La communauté israélite de Sarreguemines
entre 1900 et 1939
souvenirs de M. René BLOCH (1891-1987)

M. Bloch était confiseur, spécialisé en dragées, "Dragées Bloch". Il tenait boutique au 10 de la rue de la Chapelle.
Ce témoignage a été recueilli en son temps par son fils, Claude BLOCH, actuel président de la communauté israélite de Sarreguemines.

 

L' ancienne synagogue de Sarreguemines
coll. © J. Cahn
Avant la seconde guerre mondiale, notre synagogue se trouvait rue de la Chapelle. C'était un bel édifice en grès des Vosges, datant de 1862 et construit en style "romano-byzantin" sur les plans de l'architecte Desgranges. Sur son côté droit, elle était dotée d'un pavillon qui servait de salle de prières pour les jours de semaine. Sur le flanc gauche, une construction à l'identique était consacrée aux réunions du comité
d'administration ; pour une partie, cette salle était à la disposition du rabbin, le Dr Dreyfus, qui l'utilisait comme vestiaire. C'était là qu'il revêtait sa soutane et son chapeau de rabbin pour le Shabath et les jours de fête.
────────────────────
## Consignes
[a] Répondez à ces questions sur le texte consacré à la communauté israélite de Sarreguemines :
(i) À quelle adresse René Bloch tenait-il boutique ?
(ii) De quelle année date la synagogue ?
(iii) À quoi servait le pavillon situé sur le côté droit de la synagogue ?
[b] Poursuivez le texte sur la communauté israélite de Sarreguemines à partir de l'endroit où il s'arrête.
Les données qui suivent ne servent pas ici.
────────────────────
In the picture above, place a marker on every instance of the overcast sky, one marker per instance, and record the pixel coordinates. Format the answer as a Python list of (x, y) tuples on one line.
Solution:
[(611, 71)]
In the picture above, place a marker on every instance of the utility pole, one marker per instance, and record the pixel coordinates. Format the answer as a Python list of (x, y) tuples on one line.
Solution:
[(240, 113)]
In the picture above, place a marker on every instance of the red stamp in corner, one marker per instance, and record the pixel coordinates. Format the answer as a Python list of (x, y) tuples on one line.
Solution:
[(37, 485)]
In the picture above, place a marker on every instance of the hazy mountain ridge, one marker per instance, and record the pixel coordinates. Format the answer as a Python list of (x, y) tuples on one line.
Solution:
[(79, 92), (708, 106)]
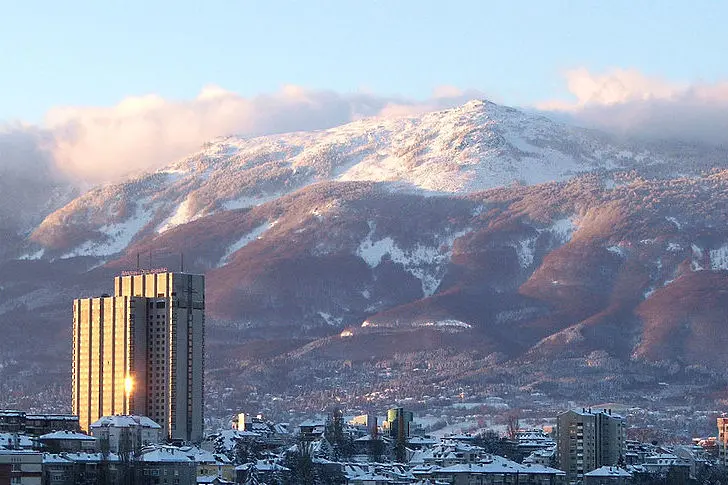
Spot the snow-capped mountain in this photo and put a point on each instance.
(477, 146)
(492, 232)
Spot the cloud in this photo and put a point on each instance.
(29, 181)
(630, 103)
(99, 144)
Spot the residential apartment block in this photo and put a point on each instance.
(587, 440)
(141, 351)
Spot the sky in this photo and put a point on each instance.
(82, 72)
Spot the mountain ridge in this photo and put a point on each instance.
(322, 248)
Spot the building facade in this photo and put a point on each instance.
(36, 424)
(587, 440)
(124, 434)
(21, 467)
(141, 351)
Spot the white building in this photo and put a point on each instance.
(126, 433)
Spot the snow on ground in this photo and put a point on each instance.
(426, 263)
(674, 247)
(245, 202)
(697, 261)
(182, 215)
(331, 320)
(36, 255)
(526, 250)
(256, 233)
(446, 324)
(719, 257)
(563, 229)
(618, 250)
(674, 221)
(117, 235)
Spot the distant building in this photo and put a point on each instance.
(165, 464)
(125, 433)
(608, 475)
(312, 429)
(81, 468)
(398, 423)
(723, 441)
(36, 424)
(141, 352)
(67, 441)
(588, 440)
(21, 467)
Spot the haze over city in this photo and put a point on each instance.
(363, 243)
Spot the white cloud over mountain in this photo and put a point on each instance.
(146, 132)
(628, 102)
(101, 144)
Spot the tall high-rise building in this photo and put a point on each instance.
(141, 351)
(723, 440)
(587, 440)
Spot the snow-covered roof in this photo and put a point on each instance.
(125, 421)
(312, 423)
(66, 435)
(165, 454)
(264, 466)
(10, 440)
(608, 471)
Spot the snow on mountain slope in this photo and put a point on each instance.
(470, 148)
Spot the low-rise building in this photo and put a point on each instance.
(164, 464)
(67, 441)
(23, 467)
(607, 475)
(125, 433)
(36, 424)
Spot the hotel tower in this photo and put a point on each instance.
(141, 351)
────────────────────
## Réponses par consigne
[a]
(i) Au 10 de la rue de la Chapelle.
(ii) De 1862.
(iii) Il servait de salle de prières pour les jours de semaine.

[b]
A l'entrée de la synagogue, de part et d'autre de la porte, se trouvait un banc réservé aux non-juifs qui venaient assister à l'office du vendredi soir. Le 'hazan Albert Kahn, faisait résonner sa belle voix ; il était accompagné dans son chant par un orgue que tenait le directeur de l'école protestante. Celui-ci venait, accompagné d'un de ses élèves qui était chargé de pomper l'air nécessaire au fonctionnement de l'instrument. Sur l' "almemer" avaient pris place le rabbin, le'hazan et un délégué du comité. Le rabbin veillait à la bonne observation des rites, les "schmouss" et conversations particulières n'étaient pas tolérés !
Lors des "yontef ", des jours de fête, le hazan était accompagné par des choristes comme par exemple : M. Henri Moyse (ténor), employé chez Tissus Cahen, place du Marché ( "Hambacher Boutik" ! Les Cahen étaient originaires de Hambach), M. Max Coblentz, banquier de son état ou encore M. Albert Neher (baryton), commerçant en machines à tricoter et père du
professeur André Neher.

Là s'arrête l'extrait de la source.